Outline labeling data:
● ● ●

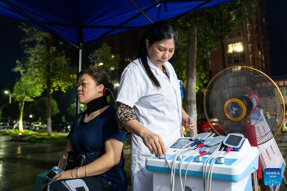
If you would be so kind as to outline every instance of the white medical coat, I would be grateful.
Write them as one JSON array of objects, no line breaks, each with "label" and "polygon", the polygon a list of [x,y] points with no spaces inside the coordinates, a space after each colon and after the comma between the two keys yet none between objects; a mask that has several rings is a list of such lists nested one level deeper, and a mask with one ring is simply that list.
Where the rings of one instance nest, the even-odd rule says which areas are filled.
[{"label": "white medical coat", "polygon": [[[166,148],[183,136],[181,98],[179,82],[169,62],[164,66],[169,79],[147,57],[148,62],[161,88],[153,85],[138,59],[122,74],[116,101],[133,107],[137,119],[159,135]],[[146,168],[146,159],[153,155],[139,136],[131,134],[131,171],[133,191],[153,190],[152,174]]]}]

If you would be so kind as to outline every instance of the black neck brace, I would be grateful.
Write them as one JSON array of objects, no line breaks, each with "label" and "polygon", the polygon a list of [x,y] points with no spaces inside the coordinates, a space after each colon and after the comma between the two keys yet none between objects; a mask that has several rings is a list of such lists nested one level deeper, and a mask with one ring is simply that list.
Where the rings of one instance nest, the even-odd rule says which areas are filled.
[{"label": "black neck brace", "polygon": [[100,109],[105,106],[110,105],[107,101],[107,96],[103,95],[92,100],[87,104],[87,114],[89,116],[91,113]]}]

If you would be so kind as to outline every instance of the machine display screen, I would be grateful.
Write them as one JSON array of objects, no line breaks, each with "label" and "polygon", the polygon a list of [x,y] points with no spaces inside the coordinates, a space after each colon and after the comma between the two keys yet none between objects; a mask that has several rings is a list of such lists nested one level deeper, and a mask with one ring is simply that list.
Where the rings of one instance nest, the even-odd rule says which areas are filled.
[{"label": "machine display screen", "polygon": [[170,148],[181,148],[187,143],[192,142],[190,139],[189,138],[180,138]]},{"label": "machine display screen", "polygon": [[242,137],[233,135],[230,135],[228,138],[225,142],[225,143],[230,145],[237,146],[239,144]]}]

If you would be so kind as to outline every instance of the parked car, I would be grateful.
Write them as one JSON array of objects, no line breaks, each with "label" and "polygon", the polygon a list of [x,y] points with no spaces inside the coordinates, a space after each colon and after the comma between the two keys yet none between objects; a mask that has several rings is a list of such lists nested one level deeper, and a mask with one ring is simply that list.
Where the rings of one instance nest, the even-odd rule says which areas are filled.
[{"label": "parked car", "polygon": [[[216,125],[215,122],[218,120],[217,119],[211,118],[210,119],[212,123],[213,126],[215,127],[219,133],[223,132],[221,131],[218,126]],[[215,131],[211,128],[211,126],[209,124],[208,120],[205,119],[199,119],[196,123],[197,126],[198,133],[207,133],[209,132],[211,133],[216,133]]]},{"label": "parked car", "polygon": [[66,123],[52,123],[52,130],[58,132],[68,132],[71,130],[71,126]]},{"label": "parked car", "polygon": [[[32,131],[37,131],[39,130],[39,128],[33,127],[31,125],[31,123],[29,122],[23,122],[23,130],[31,130]],[[16,124],[14,125],[13,127],[13,129],[15,130],[19,128],[19,122],[17,122]]]},{"label": "parked car", "polygon": [[0,130],[7,130],[13,128],[13,126],[10,125],[9,123],[0,123]]},{"label": "parked car", "polygon": [[35,121],[31,124],[34,128],[39,127],[39,128],[44,129],[47,128],[47,125],[42,121]]}]

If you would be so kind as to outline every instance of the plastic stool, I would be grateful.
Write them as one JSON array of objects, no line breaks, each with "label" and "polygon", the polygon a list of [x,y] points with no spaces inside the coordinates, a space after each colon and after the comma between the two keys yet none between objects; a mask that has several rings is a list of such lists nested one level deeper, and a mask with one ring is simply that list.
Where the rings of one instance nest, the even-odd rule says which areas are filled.
[{"label": "plastic stool", "polygon": [[43,172],[36,176],[35,179],[35,182],[34,183],[34,188],[33,191],[38,191],[39,186],[42,184],[46,184],[51,182],[49,179],[46,177],[46,175],[49,172],[49,171]]}]

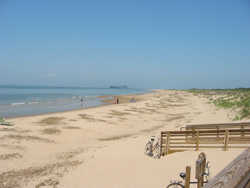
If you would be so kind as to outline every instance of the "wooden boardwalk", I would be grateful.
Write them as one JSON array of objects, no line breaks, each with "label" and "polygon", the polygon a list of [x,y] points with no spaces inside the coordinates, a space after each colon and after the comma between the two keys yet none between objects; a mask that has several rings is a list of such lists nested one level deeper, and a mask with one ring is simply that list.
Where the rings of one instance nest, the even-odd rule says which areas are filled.
[{"label": "wooden boardwalk", "polygon": [[204,188],[249,188],[250,148],[247,148],[229,165],[211,179]]},{"label": "wooden boardwalk", "polygon": [[200,148],[246,148],[250,146],[250,129],[163,131],[161,155],[171,151]]}]

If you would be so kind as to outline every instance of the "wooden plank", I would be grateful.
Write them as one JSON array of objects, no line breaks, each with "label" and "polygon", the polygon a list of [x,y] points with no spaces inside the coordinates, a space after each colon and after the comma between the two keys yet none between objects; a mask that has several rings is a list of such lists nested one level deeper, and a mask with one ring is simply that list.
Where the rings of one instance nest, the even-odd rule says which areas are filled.
[{"label": "wooden plank", "polygon": [[185,188],[190,187],[191,167],[186,166]]},{"label": "wooden plank", "polygon": [[238,188],[249,186],[250,148],[247,148],[229,165],[211,179],[204,188]]},{"label": "wooden plank", "polygon": [[169,153],[169,146],[170,146],[170,133],[168,132],[168,134],[167,134],[167,142],[166,142],[166,149],[165,149],[165,151],[166,151],[166,155]]},{"label": "wooden plank", "polygon": [[196,132],[196,150],[199,151],[199,131]]}]

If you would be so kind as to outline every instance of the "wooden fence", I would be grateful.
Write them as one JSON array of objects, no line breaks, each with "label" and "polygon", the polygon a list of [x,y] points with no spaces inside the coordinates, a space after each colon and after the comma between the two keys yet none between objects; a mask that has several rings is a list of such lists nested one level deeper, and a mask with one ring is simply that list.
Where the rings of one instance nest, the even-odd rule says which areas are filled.
[{"label": "wooden fence", "polygon": [[171,151],[200,148],[246,148],[250,146],[250,129],[195,130],[161,132],[161,155]]},{"label": "wooden fence", "polygon": [[229,165],[211,179],[204,188],[249,188],[250,148],[247,148]]},{"label": "wooden fence", "polygon": [[215,124],[193,124],[181,127],[181,130],[202,130],[202,129],[245,129],[250,128],[250,122],[215,123]]}]

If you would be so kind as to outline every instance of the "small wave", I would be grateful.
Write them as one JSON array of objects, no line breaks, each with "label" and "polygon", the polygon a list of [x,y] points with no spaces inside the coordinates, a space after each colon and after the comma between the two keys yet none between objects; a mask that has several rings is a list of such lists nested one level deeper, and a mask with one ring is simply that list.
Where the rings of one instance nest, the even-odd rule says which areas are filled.
[{"label": "small wave", "polygon": [[11,103],[12,106],[15,106],[15,105],[23,105],[23,104],[25,104],[25,102]]},{"label": "small wave", "polygon": [[40,103],[40,102],[27,102],[27,104],[37,104],[37,103]]}]

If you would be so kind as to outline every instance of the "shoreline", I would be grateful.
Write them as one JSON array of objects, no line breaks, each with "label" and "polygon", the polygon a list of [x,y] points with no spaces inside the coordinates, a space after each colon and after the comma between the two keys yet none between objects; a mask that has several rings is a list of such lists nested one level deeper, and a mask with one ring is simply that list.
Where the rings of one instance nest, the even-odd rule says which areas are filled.
[{"label": "shoreline", "polygon": [[147,141],[161,131],[230,122],[207,98],[157,91],[135,96],[135,103],[126,96],[119,105],[13,118],[14,126],[0,127],[2,187],[166,187],[179,179],[185,166],[191,166],[193,181],[201,152],[215,175],[244,150],[191,149],[160,159],[146,156]]},{"label": "shoreline", "polygon": [[[124,103],[129,103],[129,100],[133,96],[140,96],[140,95],[144,96],[144,95],[147,95],[147,94],[152,94],[154,92],[157,92],[157,90],[150,90],[150,91],[151,91],[151,93],[142,93],[142,94],[100,95],[100,96],[97,96],[97,98],[99,98],[100,101],[102,102],[101,105],[90,106],[90,107],[82,107],[82,108],[79,108],[79,109],[72,109],[72,110],[63,110],[63,111],[56,111],[56,112],[40,113],[40,114],[34,114],[34,115],[11,116],[11,117],[6,117],[5,119],[10,119],[11,120],[11,119],[23,118],[23,117],[36,117],[36,116],[40,116],[40,115],[49,115],[49,114],[56,114],[56,113],[63,113],[63,112],[74,112],[74,111],[79,111],[79,110],[83,110],[83,109],[98,108],[100,106],[107,106],[107,105],[114,104],[114,100],[116,98],[122,99],[122,100],[120,100],[120,104],[124,104]],[[112,97],[112,98],[110,98],[110,97]],[[105,98],[110,98],[110,99],[105,99]]]}]

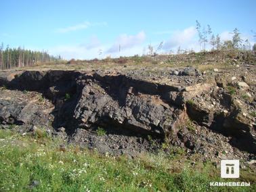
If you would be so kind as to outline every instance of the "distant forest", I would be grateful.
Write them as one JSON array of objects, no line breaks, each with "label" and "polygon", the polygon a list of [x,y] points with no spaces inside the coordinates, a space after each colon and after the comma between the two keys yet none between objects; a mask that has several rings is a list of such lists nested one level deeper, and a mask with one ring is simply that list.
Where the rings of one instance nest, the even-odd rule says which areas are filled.
[{"label": "distant forest", "polygon": [[14,68],[31,66],[37,63],[46,63],[62,59],[60,56],[54,57],[45,51],[31,51],[21,47],[4,49],[2,43],[0,47],[0,69],[6,70]]}]

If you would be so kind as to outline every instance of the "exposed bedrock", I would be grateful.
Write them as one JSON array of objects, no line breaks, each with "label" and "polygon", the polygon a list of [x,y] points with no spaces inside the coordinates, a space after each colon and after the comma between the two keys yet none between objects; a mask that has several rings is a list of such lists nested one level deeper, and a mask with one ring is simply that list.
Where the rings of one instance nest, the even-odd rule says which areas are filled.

● ● ●

> _Description of the task_: List every line of the data above that contains the string "stool". Case counts.

> _Complete response_:
If you would be so kind as to outline every instance of the plastic stool, I would be grateful.
[{"label": "plastic stool", "polygon": [[43,172],[36,176],[35,179],[35,182],[34,183],[34,188],[33,191],[38,191],[39,186],[42,184],[46,184],[51,182],[49,179],[46,177],[46,175],[49,172],[49,171]]}]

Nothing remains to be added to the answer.